STATED TASK:
Rewrite the material from its start through the line containing "x=133, y=134", putting "scene analysis" wherever "match analysis" appears and keeping everything else the same. Leave the pictures out.
-- begin DATA FOR PROCESSING --
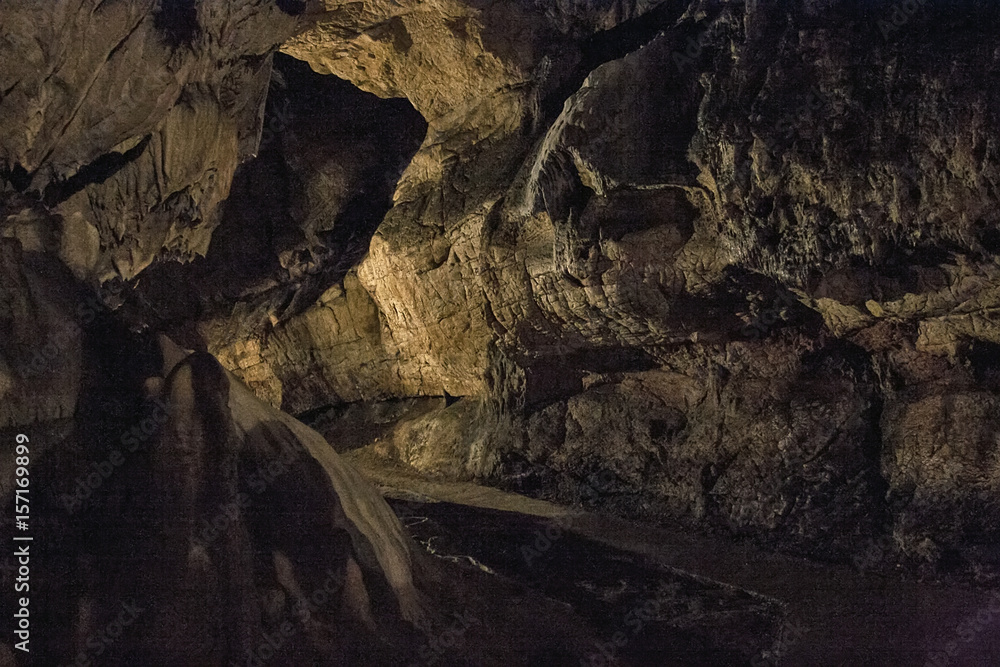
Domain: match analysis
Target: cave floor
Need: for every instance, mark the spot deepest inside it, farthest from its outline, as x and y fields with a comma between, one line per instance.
x=728, y=597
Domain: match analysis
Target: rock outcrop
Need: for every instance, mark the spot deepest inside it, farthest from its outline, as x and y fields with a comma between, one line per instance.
x=737, y=261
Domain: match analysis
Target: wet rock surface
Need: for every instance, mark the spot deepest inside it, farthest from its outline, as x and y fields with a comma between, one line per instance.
x=721, y=263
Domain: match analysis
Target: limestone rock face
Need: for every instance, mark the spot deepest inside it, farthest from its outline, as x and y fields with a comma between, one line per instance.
x=791, y=205
x=737, y=260
x=133, y=134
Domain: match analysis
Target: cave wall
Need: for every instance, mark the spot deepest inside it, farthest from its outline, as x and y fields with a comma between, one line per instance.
x=742, y=257
x=737, y=258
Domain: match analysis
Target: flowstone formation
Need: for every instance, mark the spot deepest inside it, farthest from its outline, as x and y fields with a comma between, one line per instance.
x=724, y=263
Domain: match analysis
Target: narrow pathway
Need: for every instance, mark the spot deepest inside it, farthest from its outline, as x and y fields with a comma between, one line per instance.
x=836, y=615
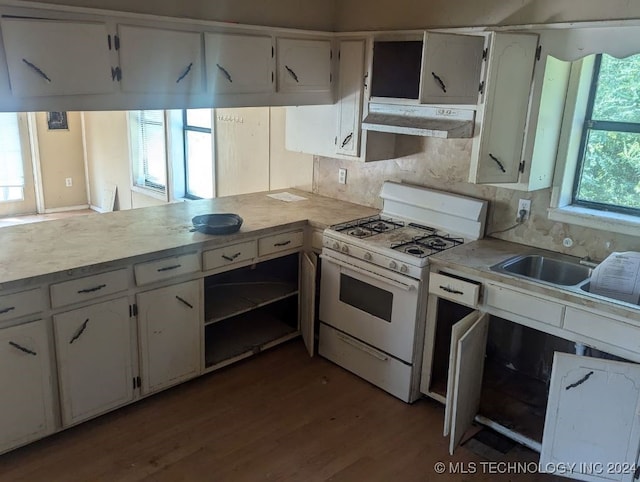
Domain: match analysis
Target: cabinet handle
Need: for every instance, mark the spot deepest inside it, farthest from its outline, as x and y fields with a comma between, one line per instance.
x=224, y=72
x=7, y=310
x=497, y=162
x=451, y=290
x=346, y=140
x=232, y=257
x=439, y=80
x=80, y=331
x=182, y=300
x=292, y=73
x=91, y=290
x=579, y=382
x=169, y=268
x=21, y=348
x=39, y=71
x=185, y=73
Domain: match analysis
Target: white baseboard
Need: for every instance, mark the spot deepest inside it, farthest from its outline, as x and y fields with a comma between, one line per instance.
x=67, y=208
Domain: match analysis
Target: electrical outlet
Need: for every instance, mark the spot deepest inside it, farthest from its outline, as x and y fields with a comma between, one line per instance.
x=524, y=210
x=342, y=175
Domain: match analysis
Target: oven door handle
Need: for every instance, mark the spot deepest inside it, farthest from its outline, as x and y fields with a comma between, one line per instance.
x=362, y=347
x=383, y=279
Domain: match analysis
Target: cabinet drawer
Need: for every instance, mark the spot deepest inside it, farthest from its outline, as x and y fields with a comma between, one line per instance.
x=165, y=268
x=454, y=289
x=88, y=288
x=374, y=366
x=603, y=328
x=524, y=305
x=236, y=253
x=21, y=304
x=279, y=242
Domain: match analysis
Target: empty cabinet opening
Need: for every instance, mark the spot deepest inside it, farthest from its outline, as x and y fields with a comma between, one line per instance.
x=396, y=69
x=517, y=371
x=249, y=309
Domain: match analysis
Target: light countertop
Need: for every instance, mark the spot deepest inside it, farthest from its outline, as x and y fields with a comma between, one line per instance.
x=476, y=258
x=37, y=249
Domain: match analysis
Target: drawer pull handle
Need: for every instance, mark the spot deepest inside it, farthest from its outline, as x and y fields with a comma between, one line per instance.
x=363, y=347
x=21, y=348
x=80, y=331
x=451, y=290
x=579, y=382
x=232, y=257
x=169, y=268
x=91, y=290
x=182, y=300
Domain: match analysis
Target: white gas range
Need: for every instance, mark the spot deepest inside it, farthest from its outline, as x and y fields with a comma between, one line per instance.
x=374, y=282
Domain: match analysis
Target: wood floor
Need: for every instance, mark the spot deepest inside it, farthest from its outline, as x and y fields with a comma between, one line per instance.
x=279, y=416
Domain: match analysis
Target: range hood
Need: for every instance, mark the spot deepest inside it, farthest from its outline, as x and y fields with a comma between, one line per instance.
x=419, y=120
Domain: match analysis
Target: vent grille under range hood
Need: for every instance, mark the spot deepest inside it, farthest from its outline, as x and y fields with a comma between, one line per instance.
x=420, y=120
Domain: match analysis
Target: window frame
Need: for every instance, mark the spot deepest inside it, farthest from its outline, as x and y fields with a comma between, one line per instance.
x=148, y=189
x=186, y=127
x=598, y=125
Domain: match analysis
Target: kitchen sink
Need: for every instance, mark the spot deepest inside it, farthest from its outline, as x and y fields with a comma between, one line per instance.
x=547, y=269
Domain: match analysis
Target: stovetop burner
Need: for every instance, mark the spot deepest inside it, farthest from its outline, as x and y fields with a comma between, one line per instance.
x=363, y=228
x=427, y=245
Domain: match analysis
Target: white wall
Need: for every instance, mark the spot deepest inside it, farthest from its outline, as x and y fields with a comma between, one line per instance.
x=409, y=14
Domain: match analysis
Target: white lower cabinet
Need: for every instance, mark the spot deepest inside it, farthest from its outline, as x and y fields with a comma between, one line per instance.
x=169, y=330
x=593, y=418
x=26, y=403
x=94, y=347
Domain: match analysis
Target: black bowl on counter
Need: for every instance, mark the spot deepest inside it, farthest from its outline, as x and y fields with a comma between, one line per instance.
x=219, y=223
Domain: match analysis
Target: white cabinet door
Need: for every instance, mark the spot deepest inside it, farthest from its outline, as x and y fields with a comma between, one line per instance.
x=239, y=64
x=161, y=61
x=93, y=346
x=51, y=57
x=169, y=325
x=303, y=65
x=451, y=68
x=26, y=403
x=308, y=299
x=593, y=417
x=497, y=151
x=350, y=91
x=466, y=367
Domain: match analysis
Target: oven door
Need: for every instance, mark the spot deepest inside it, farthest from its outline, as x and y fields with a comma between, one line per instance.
x=377, y=309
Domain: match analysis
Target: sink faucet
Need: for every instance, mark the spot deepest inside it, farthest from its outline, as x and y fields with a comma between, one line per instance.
x=587, y=261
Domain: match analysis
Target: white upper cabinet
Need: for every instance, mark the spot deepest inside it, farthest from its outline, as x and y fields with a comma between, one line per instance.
x=502, y=115
x=53, y=57
x=451, y=68
x=592, y=418
x=303, y=65
x=350, y=93
x=239, y=64
x=154, y=60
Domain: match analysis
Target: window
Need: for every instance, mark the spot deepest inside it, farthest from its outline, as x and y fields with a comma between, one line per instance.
x=11, y=162
x=608, y=171
x=198, y=153
x=148, y=151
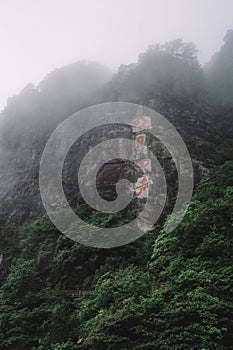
-- end DATA FOR PROCESSING --
EXPECTED ANSWER:
Domain: scene analysis
Target: cave floor
Need: for every instance, mark the spot deepest inside it, farthest from its outline, as x and y fields with a comma between, one line per instance.
x=728, y=597
Domain: scene analysis
Target: rock outcrop
Need: for every instance, mark the spot deepest inside it, farthest from its outline, as x and y fields with a comma between, one line per instance.
x=737, y=261
Domain: scene analysis
Target: wet rock surface
Need: for every instance, mark the spot deepest inside it, farthest from its outline, as x and y fields with a comma between, one line per instance.
x=721, y=263
Domain: scene analysis
Target: limestone rock face
Need: for every instance, mark the spot deepest inside it, farthest from its outline, as x and y fields with a comma between, one line per instance.
x=791, y=205
x=737, y=260
x=133, y=134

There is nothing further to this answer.